** Exercise description **
Repeat every line of the listing below exactly, minus the pictures.

** Data supplied **
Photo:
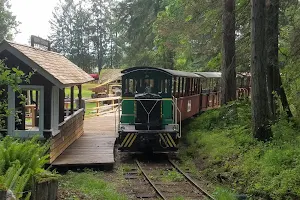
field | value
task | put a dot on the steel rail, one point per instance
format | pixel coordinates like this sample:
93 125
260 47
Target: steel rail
149 180
191 180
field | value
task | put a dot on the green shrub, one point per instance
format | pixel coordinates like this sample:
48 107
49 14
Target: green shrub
222 141
20 161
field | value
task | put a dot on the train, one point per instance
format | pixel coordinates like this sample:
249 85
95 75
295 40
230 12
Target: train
155 101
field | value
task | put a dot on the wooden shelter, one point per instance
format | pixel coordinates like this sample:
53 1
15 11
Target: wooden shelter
44 112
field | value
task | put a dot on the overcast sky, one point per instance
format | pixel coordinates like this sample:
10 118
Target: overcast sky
34 16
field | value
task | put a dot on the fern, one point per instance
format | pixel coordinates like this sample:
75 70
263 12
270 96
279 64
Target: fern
20 161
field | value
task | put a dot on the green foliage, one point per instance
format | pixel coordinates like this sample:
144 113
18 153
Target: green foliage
89 183
20 161
221 140
223 194
172 176
8 21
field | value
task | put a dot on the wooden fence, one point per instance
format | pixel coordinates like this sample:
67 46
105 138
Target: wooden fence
69 131
103 105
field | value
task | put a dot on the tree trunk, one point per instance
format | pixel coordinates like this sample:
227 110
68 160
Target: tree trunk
273 72
259 97
228 55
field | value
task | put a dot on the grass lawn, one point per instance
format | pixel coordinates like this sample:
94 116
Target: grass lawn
89 185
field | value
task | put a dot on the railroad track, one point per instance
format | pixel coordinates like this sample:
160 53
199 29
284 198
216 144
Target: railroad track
168 182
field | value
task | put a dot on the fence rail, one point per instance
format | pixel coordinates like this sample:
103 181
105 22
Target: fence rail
103 105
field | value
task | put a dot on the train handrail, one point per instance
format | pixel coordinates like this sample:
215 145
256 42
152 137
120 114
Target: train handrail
175 107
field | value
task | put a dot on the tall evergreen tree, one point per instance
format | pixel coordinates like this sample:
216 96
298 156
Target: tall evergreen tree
8 23
228 79
259 98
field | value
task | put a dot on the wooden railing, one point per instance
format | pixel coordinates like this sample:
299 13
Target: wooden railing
103 105
69 131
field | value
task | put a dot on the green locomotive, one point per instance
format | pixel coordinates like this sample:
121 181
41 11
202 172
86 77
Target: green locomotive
156 100
149 118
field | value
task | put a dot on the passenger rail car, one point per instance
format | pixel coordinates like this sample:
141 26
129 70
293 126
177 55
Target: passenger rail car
156 100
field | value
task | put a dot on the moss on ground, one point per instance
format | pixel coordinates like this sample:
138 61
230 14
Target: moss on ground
219 147
89 185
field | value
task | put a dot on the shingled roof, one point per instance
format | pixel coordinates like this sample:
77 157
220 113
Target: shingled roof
108 75
53 66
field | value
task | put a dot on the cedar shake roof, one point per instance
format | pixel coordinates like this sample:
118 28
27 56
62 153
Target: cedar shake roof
109 75
53 66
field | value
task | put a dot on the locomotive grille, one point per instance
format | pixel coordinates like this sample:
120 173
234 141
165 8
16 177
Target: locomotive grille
148 114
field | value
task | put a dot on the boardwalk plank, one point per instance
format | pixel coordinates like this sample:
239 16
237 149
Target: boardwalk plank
95 146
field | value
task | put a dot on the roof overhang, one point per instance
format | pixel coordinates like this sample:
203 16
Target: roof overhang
35 67
162 70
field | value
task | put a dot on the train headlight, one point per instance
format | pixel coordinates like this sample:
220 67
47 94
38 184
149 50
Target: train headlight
175 128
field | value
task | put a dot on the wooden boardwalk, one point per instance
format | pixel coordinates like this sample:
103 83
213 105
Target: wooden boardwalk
95 146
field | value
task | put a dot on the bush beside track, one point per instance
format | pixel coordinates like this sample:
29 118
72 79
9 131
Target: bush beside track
219 147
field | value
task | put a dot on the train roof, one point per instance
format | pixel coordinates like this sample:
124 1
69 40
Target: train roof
209 74
168 71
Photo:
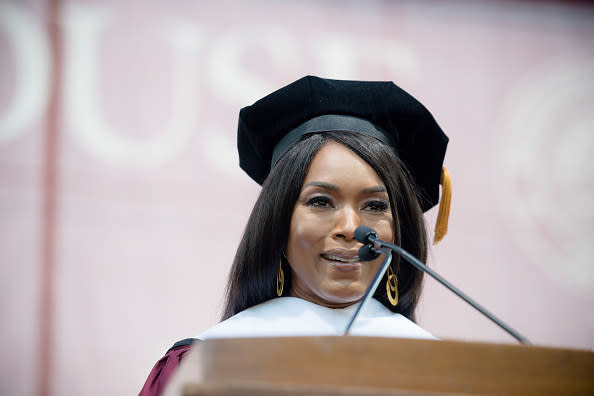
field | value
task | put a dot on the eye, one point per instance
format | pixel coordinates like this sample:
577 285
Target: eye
319 202
377 206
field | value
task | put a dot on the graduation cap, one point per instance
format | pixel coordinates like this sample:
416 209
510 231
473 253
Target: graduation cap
271 126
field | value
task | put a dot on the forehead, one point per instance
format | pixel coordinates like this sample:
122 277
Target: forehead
337 164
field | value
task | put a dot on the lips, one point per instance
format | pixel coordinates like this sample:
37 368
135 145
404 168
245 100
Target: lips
341 256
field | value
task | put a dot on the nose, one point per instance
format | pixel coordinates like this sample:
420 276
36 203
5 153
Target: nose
347 220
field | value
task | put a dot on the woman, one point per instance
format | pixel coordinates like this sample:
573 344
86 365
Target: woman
330 155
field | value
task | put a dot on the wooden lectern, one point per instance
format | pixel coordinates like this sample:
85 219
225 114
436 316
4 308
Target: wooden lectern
381 366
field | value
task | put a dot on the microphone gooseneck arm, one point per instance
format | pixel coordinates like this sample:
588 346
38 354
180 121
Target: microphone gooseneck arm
367 235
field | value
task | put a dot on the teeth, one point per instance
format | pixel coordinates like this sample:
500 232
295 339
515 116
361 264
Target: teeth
343 260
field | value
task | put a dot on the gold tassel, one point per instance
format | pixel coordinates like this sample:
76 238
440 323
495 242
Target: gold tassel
441 226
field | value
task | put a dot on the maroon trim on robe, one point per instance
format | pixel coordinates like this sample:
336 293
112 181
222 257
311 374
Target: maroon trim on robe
160 374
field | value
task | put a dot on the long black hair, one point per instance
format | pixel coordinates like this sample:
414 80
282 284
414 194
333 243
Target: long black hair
252 279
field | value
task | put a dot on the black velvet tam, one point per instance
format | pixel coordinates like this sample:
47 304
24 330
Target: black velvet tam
371 107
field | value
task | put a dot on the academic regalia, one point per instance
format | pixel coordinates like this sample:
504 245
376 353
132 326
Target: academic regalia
289 317
267 130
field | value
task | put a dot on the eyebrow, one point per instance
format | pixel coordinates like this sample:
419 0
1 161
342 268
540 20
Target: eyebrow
332 187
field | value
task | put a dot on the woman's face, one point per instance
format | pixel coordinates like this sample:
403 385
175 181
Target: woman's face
340 193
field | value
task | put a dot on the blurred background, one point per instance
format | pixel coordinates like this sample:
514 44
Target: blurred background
122 203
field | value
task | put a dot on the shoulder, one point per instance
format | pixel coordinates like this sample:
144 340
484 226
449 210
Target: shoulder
161 372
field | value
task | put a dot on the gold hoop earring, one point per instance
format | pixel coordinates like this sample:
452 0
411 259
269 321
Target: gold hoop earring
280 279
392 287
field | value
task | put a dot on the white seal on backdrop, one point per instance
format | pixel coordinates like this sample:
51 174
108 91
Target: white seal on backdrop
545 182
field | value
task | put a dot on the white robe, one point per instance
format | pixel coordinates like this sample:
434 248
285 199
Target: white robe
292 316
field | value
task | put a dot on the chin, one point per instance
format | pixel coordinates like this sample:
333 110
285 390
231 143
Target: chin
345 295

** Written solution **
Photo:
field | value
task | put a dot on the steel rail, one point per instance
format | pixel coordinates like this sample:
93 125
260 47
Target: steel rail
149 180
191 180
field | value
task | put a dot on the green shrub, one point per instance
format | pixel coordinates like this sample:
48 107
49 14
Target: green shrub
222 141
20 161
field | value
task | put a dot on the train, one point per instance
format | pixel coordinates like this sample:
249 85
95 75
295 40
230 12
Target: train
155 101
field | value
task | put a dot on the wooden shelter, one point per instance
format | pixel coordinates like this sample:
53 1
15 11
Target: wooden shelter
44 112
field | value
task | put a dot on the overcast sky, one point per instance
format | pixel coordinates like this sample:
10 118
Target: overcast sky
34 16
field | value
task | put a dot on the fern, one point per instance
format | pixel coordinates like this sample:
75 70
263 12
270 96
279 64
Target: fern
20 161
field | value
task | put a dot on the green foliage, one point per instance
format | pixel coordinates like this sample:
144 113
18 153
Target: green foliage
89 183
20 161
221 140
223 194
172 176
8 21
field | value
task | put a dot on the wooden fence, one point per instance
format | pixel coordinates like this sample:
67 46
105 138
Target: wooden fence
69 131
103 105
field | value
task | put a dot on the tree trunk, one point per instance
format | pixel coordinates like this sample:
227 110
68 160
Target: tree trunk
273 72
259 97
228 55
field | value
task | put a dot on the grass lawn, one point per instance
format | pixel coordinates like this sample:
94 116
Target: grass lawn
89 185
field | value
task | put a dot on the railroad track, one point per instance
format | pixel coordinates like this sample:
160 53
199 29
284 198
216 144
Target: railroad track
168 182
field | value
task | put a dot on the fence rail, one point per instance
format | pixel coordinates like this sample:
103 181
105 22
Target: fence rail
103 105
field | value
task | put a dot on the train handrail, one point per instance
format | pixel coordinates like this sample:
215 145
256 42
152 137
120 114
Target: train handrail
175 107
field | value
task | put a dot on the tall evergreen tree, one point per instance
format | pixel coordinates like this sample:
216 96
298 156
Target: tall evergreen tree
8 23
228 79
259 98
field | value
task | put a dot on the wooden railing, one point per instance
format | pixel coordinates like this sample:
299 13
Target: wooden railing
103 105
69 131
field | value
task | put a dot on the green locomotive, one point per instance
format | pixel coordinates like this sample:
121 181
41 11
202 172
86 77
Target: green locomotive
156 100
149 118
field | value
task | put a dot on the passenger rail car, one point per instance
format | pixel coordinates like this sample:
141 26
129 70
293 126
177 55
Target: passenger rail car
156 100
field | value
task | put a dot on the moss on ground, one point per instance
format | pixel coordinates like this sample:
138 61
230 14
Target: moss on ground
219 147
89 185
field | value
task | put a dot on the shingled roof, one point per instance
format | pixel coordinates like this sample:
77 157
220 113
Target: shingled roof
108 75
53 66
field | value
task | put a dot on the cedar shake roof, one point per instance
format | pixel coordinates like this sample:
118 28
27 56
62 153
Target: cedar shake roof
109 75
53 66
field | value
task | put a dot on the locomotive grille, one point per instance
format | pixel coordinates like this sample:
120 173
234 141
165 8
16 177
Target: locomotive grille
148 114
field | value
task | put a dot on the boardwalk plank, one point per instance
format | pixel coordinates like this sample:
239 16
237 149
Target: boardwalk plank
95 146
field | value
task | put a dot on the roof overhang, one point per instance
format | pixel coordinates like this sample:
203 16
Target: roof overhang
35 67
162 70
field | value
task | put a dot on the train headlight, one point per instance
format | pixel coordinates like this sample:
220 67
47 94
38 184
149 50
Target: train headlight
175 128
field | value
task | put a dot on the wooden boardwalk, one point per instance
format | pixel coordinates like this sample:
103 83
213 105
Target: wooden boardwalk
95 146
field | value
task | put a dot on the bush beside track, one point per instance
format | pixel coordinates like this sample:
29 118
72 79
9 131
Target: bush beside track
219 147
field | value
task | put a dot on the train roof, one point per instance
format | pixel coordinates like this sample:
124 1
69 40
Target: train roof
209 74
168 71
Photo:
field | value
task | put a dot on the eye, one point per instance
format | pixel coordinates like this sample:
577 285
Target: eye
319 202
377 206
field | value
task | put a dot on the graduation cap, one point per instance
format | pixel coordinates like this sample:
416 209
510 231
473 253
Target: graduation cap
271 126
field | value
task | put a dot on the forehead, one point per instance
format | pixel coordinates like this sample:
122 277
Target: forehead
337 164
field | value
task | put a dot on the lips, one point per instance
format | pixel coordinates like this sample:
37 368
135 145
404 168
245 100
Target: lips
341 256
field | value
task | put a dot on the nose, one point per instance
format | pixel coordinates like this sample:
420 276
36 203
5 153
Target: nose
347 220
field | value
task | put a dot on the woman, one point per instance
format | pixel coordinates like this sample:
573 344
86 365
Target: woman
330 155
field | value
task | put a dot on the wooden lectern, one point per instance
format | pixel coordinates like this sample:
85 219
225 114
436 316
4 308
Target: wooden lectern
381 366
field | value
task | put a dot on the microphone gooseneck arm, one point per instance
format | pixel coordinates like this sample:
588 346
38 354
180 121
Target: microphone gooseneck arm
367 235
field | value
task | put a dot on the teeth, one point per instance
format | pixel coordinates like this sample:
500 232
295 339
515 116
361 264
Target: teeth
343 260
field | value
task | put a dot on the gold tassel, one point per instance
format | pixel coordinates like this sample:
76 238
440 323
495 242
Target: gold tassel
441 226
field | value
task | put a dot on the maroon trim on robe, one point per instance
format | pixel coordinates like this sample:
336 293
112 181
222 257
311 374
Target: maroon trim on robe
160 374
field | value
task | put a dot on the long black hair, one point per instance
format | pixel coordinates like this sample:
414 80
282 284
414 194
333 243
Target: long black hair
252 279
field | value
task | put a dot on the black velvet tam, one point per instance
format | pixel coordinates like this sample:
47 304
24 330
Target: black velvet tam
371 107
field | value
task | put a dot on the academic regalia, one point per instance
format | pixel coordinates like this sample:
504 245
376 353
132 326
Target: academic regalia
289 317
267 130
field | value
task | put a dot on the eyebrow, one point per instance
format | pixel coordinates like this sample:
419 0
1 161
342 268
540 20
Target: eyebrow
332 187
field | value
task | put a dot on the woman's face, one point per instance
format | pixel coordinates like this sample:
403 385
175 181
Target: woman's face
340 193
field | value
task | put a dot on the blurred background, one point per instance
format | pixel coordinates like this sample:
514 44
Target: blurred background
122 203
field | value
task | put a dot on the shoulder, one point per instance
format | pixel coordinates like this sample:
144 340
484 226
449 210
Target: shoulder
161 372
field | value
task | put a dot on the gold hoop earring, one point per instance
format | pixel coordinates like this sample:
452 0
411 259
269 321
Target: gold hoop earring
280 279
392 287
field | value
task | put a dot on the white seal on backdrop, one point per instance
format | pixel coordinates like this sample:
51 174
108 91
Target: white seal on backdrop
545 182
field | value
task | put a dot on the white robe, one point per instance
format | pixel coordinates like this sample:
434 248
285 199
Target: white robe
292 316
field | value
task | put a dot on the chin, one point per instance
format | pixel coordinates like this sample:
333 110
285 390
231 143
Target: chin
345 295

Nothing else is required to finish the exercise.